# Work instructions:
Count how many lines in the rows below contain the string "wall", with uppercase and lowercase treated as different, and reply with only that number.

# Dataset records:
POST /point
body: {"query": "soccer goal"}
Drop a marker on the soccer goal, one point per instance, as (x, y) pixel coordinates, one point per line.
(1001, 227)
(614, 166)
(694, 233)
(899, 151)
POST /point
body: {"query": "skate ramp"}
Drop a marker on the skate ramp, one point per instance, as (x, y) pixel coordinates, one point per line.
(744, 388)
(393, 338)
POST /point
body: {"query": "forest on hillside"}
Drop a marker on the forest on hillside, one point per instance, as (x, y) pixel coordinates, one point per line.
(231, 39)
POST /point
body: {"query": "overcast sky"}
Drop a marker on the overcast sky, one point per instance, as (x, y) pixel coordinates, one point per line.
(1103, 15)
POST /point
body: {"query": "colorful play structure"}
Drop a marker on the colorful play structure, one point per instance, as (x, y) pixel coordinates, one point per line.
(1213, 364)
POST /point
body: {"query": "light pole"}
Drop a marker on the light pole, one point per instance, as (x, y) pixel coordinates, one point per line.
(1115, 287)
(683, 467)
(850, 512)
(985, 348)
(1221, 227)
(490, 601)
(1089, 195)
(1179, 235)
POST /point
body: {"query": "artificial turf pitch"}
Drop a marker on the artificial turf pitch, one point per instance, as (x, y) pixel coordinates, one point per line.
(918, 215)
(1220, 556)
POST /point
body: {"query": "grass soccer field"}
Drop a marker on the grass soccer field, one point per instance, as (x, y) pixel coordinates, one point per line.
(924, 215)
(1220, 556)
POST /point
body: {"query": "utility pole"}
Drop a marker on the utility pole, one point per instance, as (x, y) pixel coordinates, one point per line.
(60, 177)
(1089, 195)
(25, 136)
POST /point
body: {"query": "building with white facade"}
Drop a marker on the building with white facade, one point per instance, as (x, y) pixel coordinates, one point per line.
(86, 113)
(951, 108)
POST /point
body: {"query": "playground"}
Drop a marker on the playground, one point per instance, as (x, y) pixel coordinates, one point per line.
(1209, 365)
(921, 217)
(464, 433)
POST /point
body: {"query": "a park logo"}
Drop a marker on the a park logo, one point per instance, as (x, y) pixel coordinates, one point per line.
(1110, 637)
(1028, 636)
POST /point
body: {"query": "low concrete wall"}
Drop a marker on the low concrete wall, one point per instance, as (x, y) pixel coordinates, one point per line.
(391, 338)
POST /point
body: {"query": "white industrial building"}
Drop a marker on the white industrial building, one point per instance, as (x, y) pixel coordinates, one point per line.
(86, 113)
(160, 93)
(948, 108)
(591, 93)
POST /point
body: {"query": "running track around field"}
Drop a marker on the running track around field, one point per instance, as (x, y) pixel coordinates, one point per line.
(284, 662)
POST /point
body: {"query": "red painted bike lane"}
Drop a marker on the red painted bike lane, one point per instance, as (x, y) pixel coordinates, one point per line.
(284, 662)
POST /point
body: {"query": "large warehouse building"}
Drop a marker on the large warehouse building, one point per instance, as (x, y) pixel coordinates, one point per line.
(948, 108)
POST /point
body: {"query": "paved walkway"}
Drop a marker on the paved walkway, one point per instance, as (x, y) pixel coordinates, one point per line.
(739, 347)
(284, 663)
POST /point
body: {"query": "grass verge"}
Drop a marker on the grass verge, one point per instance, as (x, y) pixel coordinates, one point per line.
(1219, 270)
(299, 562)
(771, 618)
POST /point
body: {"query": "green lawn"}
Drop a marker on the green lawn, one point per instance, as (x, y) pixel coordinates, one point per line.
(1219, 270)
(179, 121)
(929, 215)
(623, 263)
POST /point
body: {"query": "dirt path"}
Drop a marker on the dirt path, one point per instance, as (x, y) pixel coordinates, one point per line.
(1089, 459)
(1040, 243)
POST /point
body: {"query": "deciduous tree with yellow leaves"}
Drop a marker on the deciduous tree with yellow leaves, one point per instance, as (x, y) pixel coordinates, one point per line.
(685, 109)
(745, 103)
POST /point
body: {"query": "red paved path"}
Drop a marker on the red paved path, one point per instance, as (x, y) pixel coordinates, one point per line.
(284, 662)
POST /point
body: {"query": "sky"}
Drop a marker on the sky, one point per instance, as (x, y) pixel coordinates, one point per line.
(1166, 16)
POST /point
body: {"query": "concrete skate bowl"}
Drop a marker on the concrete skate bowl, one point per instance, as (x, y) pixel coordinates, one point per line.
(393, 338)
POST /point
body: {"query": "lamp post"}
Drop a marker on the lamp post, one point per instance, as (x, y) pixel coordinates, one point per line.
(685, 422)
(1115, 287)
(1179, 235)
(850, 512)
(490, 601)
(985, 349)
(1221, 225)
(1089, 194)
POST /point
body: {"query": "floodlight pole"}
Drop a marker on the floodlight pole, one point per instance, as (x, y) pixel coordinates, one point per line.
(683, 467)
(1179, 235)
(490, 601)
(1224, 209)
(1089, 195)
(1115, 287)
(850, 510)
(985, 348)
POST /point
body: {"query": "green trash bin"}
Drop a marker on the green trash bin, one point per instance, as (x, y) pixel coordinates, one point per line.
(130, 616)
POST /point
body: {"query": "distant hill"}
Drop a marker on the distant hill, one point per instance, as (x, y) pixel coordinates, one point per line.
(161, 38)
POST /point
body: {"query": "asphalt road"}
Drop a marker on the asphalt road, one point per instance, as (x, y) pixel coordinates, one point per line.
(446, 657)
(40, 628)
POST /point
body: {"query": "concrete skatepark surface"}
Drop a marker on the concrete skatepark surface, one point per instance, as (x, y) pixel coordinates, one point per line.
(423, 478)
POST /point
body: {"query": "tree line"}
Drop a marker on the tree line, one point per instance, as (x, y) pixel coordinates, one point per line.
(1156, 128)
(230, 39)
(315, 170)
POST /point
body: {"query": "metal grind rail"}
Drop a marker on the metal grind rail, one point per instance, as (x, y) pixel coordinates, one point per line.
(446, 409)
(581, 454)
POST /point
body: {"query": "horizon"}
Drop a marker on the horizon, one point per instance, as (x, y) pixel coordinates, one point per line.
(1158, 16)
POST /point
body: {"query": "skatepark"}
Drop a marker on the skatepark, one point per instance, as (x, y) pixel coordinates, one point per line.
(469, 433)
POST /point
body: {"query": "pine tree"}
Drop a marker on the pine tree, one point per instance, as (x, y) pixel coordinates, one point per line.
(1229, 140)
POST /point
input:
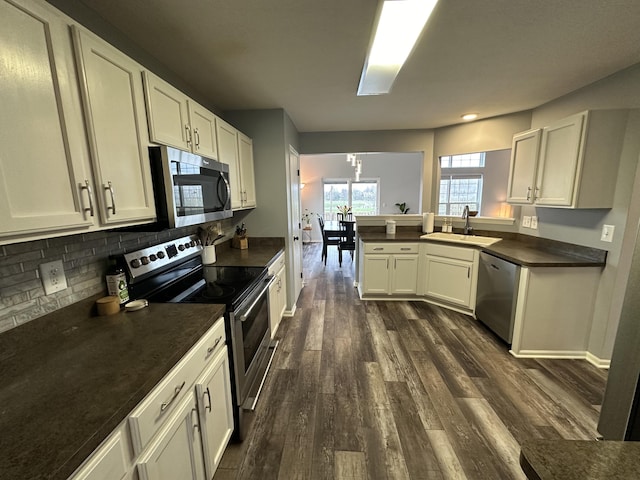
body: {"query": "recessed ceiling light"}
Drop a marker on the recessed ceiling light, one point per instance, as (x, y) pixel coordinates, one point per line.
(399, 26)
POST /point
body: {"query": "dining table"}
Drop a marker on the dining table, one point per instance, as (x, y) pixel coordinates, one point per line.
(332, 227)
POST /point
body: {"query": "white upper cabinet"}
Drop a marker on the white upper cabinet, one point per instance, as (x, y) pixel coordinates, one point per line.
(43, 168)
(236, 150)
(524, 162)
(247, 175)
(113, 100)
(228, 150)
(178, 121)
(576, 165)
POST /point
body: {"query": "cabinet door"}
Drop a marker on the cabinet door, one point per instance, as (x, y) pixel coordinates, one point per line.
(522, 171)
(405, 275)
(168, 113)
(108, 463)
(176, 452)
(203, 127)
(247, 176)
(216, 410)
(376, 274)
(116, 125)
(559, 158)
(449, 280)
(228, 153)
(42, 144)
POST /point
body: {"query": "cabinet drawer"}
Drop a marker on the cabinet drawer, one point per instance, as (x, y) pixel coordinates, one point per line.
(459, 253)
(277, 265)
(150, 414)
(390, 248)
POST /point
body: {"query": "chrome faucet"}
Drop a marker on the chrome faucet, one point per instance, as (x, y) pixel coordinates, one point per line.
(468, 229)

==

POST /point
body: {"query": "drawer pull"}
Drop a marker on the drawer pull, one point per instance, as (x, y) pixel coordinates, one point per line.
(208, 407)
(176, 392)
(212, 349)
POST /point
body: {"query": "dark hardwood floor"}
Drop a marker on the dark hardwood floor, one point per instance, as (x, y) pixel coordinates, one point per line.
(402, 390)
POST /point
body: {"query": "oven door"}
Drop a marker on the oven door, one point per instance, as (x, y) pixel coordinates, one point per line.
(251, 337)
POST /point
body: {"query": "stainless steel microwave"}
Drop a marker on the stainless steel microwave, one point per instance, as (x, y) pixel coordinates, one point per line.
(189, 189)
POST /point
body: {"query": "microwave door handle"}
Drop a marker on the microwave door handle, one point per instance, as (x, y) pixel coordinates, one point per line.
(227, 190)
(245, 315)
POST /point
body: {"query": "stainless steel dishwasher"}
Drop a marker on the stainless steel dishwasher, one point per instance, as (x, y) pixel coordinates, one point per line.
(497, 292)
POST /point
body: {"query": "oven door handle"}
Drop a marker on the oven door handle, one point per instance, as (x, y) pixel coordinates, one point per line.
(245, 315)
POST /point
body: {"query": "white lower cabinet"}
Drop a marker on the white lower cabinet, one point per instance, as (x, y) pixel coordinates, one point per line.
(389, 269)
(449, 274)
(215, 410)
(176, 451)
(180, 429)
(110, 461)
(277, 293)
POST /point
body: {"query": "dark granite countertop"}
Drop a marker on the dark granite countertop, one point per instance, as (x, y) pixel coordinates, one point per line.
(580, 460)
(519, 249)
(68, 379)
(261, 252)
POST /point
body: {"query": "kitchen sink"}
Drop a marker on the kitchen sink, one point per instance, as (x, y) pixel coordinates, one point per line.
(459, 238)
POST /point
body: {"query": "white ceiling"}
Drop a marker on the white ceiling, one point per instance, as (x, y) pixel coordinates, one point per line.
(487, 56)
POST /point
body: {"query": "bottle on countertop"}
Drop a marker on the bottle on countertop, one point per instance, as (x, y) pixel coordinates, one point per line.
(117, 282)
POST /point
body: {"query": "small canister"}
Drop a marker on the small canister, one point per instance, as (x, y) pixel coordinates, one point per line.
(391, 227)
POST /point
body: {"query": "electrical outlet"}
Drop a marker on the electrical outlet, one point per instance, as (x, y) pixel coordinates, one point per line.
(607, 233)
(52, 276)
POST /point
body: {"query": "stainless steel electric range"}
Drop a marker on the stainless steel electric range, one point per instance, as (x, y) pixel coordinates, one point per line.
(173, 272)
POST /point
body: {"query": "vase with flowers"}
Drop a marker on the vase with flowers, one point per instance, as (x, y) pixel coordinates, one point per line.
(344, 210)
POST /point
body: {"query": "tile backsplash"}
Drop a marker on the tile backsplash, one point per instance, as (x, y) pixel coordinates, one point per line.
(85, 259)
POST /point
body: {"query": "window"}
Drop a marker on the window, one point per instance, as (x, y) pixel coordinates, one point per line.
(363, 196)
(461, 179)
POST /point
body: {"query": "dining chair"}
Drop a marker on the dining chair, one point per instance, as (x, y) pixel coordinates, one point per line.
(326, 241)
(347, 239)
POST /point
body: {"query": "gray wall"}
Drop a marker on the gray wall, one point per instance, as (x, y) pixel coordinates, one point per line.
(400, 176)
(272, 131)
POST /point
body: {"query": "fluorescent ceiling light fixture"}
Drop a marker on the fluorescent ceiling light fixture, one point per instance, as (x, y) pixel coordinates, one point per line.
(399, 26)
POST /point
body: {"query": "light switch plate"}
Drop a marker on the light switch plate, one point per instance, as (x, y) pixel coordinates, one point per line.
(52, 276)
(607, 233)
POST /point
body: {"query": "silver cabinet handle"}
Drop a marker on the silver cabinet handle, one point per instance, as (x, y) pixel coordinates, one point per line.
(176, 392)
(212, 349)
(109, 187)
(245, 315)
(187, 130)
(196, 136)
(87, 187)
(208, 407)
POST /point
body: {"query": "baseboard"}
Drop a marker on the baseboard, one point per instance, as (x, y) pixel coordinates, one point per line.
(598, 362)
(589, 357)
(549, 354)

# Solution to this problem:
4